## TASK
Convert all of the data below into a JSON list of strings, with one string per line and blank lines omitted.

Stored data entries
┄┄┄┄┄┄┄┄┄┄
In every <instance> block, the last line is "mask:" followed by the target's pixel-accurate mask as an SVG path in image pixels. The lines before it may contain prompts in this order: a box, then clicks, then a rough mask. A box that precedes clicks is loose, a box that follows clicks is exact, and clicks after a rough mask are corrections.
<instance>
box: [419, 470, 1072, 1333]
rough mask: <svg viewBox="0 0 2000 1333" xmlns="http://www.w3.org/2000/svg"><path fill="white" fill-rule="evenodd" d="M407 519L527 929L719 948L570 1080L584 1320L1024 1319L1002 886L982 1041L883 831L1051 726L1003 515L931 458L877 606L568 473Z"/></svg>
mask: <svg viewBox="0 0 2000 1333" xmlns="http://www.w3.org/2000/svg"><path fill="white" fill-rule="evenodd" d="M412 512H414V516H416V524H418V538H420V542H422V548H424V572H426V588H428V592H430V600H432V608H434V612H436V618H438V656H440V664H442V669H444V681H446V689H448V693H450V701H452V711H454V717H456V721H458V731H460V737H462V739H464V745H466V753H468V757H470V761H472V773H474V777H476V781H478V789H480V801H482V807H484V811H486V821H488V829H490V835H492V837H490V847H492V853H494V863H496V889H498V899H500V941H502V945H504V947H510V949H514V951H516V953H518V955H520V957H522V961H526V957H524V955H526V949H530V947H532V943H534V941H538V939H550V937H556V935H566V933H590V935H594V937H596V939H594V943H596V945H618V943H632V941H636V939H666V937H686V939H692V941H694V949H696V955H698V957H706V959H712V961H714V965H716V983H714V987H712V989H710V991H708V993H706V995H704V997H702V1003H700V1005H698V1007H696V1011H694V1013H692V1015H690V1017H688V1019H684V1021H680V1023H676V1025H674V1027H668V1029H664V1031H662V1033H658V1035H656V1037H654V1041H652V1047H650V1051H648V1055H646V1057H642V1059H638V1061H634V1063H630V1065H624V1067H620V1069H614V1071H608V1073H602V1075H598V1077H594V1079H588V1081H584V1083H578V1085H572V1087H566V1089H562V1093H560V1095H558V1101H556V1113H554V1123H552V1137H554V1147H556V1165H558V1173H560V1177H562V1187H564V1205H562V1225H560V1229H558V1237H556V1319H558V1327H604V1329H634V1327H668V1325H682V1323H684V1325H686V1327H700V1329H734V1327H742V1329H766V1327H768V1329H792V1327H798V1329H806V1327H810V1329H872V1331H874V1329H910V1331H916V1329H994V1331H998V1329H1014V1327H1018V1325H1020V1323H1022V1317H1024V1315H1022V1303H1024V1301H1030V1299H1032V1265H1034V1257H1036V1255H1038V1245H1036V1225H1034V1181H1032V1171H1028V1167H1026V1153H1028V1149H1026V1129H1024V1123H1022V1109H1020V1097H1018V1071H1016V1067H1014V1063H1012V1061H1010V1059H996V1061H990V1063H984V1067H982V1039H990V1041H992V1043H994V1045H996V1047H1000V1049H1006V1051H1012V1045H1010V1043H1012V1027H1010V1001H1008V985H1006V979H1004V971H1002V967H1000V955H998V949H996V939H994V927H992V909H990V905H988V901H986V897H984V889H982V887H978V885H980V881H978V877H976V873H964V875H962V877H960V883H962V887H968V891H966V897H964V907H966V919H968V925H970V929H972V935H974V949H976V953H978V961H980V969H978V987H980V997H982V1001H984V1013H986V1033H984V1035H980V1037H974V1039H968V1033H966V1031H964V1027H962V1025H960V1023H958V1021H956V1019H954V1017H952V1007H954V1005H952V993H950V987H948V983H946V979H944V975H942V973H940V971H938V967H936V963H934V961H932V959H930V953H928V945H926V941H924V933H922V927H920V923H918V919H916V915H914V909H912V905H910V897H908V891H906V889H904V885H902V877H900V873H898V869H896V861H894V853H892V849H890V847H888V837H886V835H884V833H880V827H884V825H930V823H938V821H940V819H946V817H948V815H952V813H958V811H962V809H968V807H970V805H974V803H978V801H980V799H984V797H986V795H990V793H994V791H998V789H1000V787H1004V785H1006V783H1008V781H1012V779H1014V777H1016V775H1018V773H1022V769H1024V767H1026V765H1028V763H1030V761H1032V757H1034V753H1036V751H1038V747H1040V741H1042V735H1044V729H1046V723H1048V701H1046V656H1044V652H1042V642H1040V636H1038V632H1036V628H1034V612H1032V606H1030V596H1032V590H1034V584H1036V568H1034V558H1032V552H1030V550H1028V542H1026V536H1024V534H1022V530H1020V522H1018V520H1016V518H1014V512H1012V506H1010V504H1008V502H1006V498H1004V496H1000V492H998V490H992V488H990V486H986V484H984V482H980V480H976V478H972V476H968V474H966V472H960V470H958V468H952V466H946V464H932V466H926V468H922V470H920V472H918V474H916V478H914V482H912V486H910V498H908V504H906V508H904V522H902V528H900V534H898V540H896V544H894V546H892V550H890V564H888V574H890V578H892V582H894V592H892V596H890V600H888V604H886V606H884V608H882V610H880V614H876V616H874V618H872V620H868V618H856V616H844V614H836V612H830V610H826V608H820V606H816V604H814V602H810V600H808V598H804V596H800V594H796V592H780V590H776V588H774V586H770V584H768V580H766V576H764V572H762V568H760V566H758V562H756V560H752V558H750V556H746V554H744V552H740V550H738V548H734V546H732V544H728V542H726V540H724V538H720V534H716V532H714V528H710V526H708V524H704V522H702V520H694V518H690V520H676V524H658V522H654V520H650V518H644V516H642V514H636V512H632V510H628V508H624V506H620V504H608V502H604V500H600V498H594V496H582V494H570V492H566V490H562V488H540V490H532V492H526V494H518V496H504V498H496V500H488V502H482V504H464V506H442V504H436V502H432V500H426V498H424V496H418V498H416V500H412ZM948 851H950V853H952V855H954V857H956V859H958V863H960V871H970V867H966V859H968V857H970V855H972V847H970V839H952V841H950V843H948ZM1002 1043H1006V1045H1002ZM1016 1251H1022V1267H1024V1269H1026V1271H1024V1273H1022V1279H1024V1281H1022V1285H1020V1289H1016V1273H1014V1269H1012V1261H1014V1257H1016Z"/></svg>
┄┄┄┄┄┄┄┄┄┄
## COMPLETED EXERCISE
[
  "In every <instance> block, the last line is \"mask:\" followed by the target's pixel-accurate mask as an SVG path in image pixels. The lines before it may contain prompts in this order: a box, then clicks, then a rough mask. A box that precedes clicks is loose, a box that follows clicks is exact, and clicks after a rough mask are corrections.",
  "<instance>",
  "box: [419, 470, 1072, 1333]",
  "rough mask: <svg viewBox=\"0 0 2000 1333\" xmlns=\"http://www.w3.org/2000/svg\"><path fill=\"white\" fill-rule=\"evenodd\" d=\"M407 519L527 929L719 948L570 1080L584 1320L1024 1319L1002 886L982 1041L883 831L1051 726L1003 515L931 458L877 606L568 473Z\"/></svg>",
  "mask: <svg viewBox=\"0 0 2000 1333\" xmlns=\"http://www.w3.org/2000/svg\"><path fill=\"white\" fill-rule=\"evenodd\" d=\"M412 512H414V516H416V524H418V538H420V542H422V548H424V572H426V588H428V592H430V600H432V608H434V612H436V618H438V656H440V664H442V669H444V681H446V689H448V693H450V701H452V711H454V717H456V721H458V731H460V737H462V739H464V745H466V753H468V757H470V761H472V773H474V777H476V781H478V789H480V801H482V807H484V811H486V821H488V829H490V835H492V837H490V847H492V853H494V863H496V889H498V899H500V941H502V945H504V947H510V949H514V951H516V953H518V955H520V957H522V961H526V957H524V955H526V949H530V947H532V943H534V941H538V939H550V937H556V935H566V933H590V935H594V937H596V939H594V943H596V945H618V943H632V941H636V939H666V937H686V939H692V941H694V949H696V955H698V957H706V959H712V961H714V965H716V983H714V987H712V989H710V991H708V993H706V995H704V997H702V1003H700V1005H698V1007H696V1011H694V1013H692V1015H690V1017H688V1019H684V1021H680V1023H676V1025H674V1027H668V1029H664V1031H662V1033H658V1035H656V1037H654V1041H652V1047H650V1051H648V1055H646V1057H642V1059H638V1061H634V1063H630V1065H624V1067H620V1069H614V1071H608V1073H602V1075H598V1077H594V1079H588V1081H584V1083H578V1085H572V1087H566V1089H562V1093H560V1095H558V1101H556V1113H554V1123H552V1137H554V1147H556V1165H558V1173H560V1177H562V1187H564V1205H562V1225H560V1229H558V1237H556V1319H558V1327H604V1329H634V1327H668V1325H682V1323H684V1325H686V1327H700V1329H734V1327H742V1329H766V1327H768V1329H792V1327H798V1329H806V1327H810V1329H872V1331H874V1329H910V1331H916V1329H994V1331H998V1329H1014V1327H1018V1325H1020V1323H1022V1317H1024V1315H1022V1303H1024V1301H1030V1299H1032V1265H1034V1257H1036V1255H1038V1245H1036V1225H1034V1181H1032V1171H1028V1167H1026V1153H1028V1149H1026V1129H1024V1123H1022V1109H1020V1097H1018V1071H1016V1067H1014V1063H1012V1061H1010V1059H996V1061H990V1063H984V1067H982V1039H990V1041H992V1043H994V1045H996V1047H1000V1049H1006V1051H1012V1045H1010V1043H1012V1027H1010V1001H1008V985H1006V979H1004V971H1002V967H1000V955H998V949H996V939H994V927H992V909H990V905H988V901H986V897H984V889H982V887H978V885H980V881H978V877H976V873H964V875H962V877H960V883H962V887H968V891H966V897H964V907H966V919H968V925H970V929H972V935H974V949H976V953H978V961H980V969H978V987H980V997H982V1001H984V1013H986V1033H984V1035H980V1037H974V1039H968V1033H966V1031H964V1027H962V1025H960V1023H958V1021H956V1019H954V1017H952V1007H954V1005H952V993H950V987H948V983H946V979H944V975H942V973H940V971H938V967H936V963H934V961H932V959H930V953H928V945H926V941H924V933H922V927H920V923H918V919H916V915H914V909H912V905H910V897H908V891H906V889H904V885H902V877H900V873H898V869H896V861H894V853H892V849H890V847H888V837H886V835H884V833H880V827H884V825H930V823H938V821H940V819H946V817H948V815H952V813H958V811H962V809H968V807H970V805H974V803H978V801H980V799H984V797H986V795H990V793H994V791H998V789H1000V787H1004V785H1006V783H1008V781H1012V779H1014V777H1016V775H1018V773H1022V769H1024V767H1026V765H1028V763H1030V761H1032V757H1034V753H1036V751H1038V747H1040V741H1042V735H1044V729H1046V723H1048V701H1046V656H1044V652H1042V642H1040V636H1038V632H1036V628H1034V612H1032V606H1030V596H1032V590H1034V584H1036V568H1034V558H1032V552H1030V550H1028V542H1026V536H1024V534H1022V530H1020V522H1018V520H1016V518H1014V512H1012V506H1010V504H1008V502H1006V498H1004V496H1000V492H998V490H992V488H990V486H986V484H984V482H980V480H976V478H972V476H968V474H966V472H960V470H958V468H952V466H946V464H932V466H926V468H922V470H920V472H918V474H916V478H914V482H912V486H910V498H908V504H906V508H904V522H902V528H900V534H898V540H896V544H894V546H892V550H890V564H888V574H890V578H892V582H894V592H892V596H890V600H888V604H886V606H884V608H882V610H880V614H876V616H874V618H872V620H868V618H856V616H844V614H836V612H830V610H826V608H820V606H816V604H814V602H810V600H808V598H804V596H800V594H796V592H780V590H776V588H774V586H770V584H768V580H766V576H764V572H762V568H760V566H758V562H756V560H752V558H750V556H746V554H744V552H740V550H738V548H734V546H732V544H728V542H726V540H724V538H720V534H716V532H714V528H710V526H708V524H704V522H702V520H694V518H690V520H676V524H658V522H654V520H650V518H644V516H642V514H636V512H632V510H628V508H624V506H620V504H608V502H604V500H600V498H594V496H582V494H570V492H566V490H562V488H540V490H532V492H526V494H518V496H504V498H496V500H488V502H482V504H464V506H442V504H436V502H432V500H426V498H424V496H418V498H416V500H412ZM948 851H950V853H952V855H954V857H956V859H958V863H960V871H970V867H966V859H968V857H970V855H972V847H970V839H952V841H950V843H948ZM1002 1043H1006V1045H1002ZM1016 1251H1022V1267H1024V1269H1026V1271H1024V1273H1022V1279H1024V1281H1022V1285H1020V1289H1016V1273H1014V1269H1012V1261H1014V1257H1016Z\"/></svg>"
]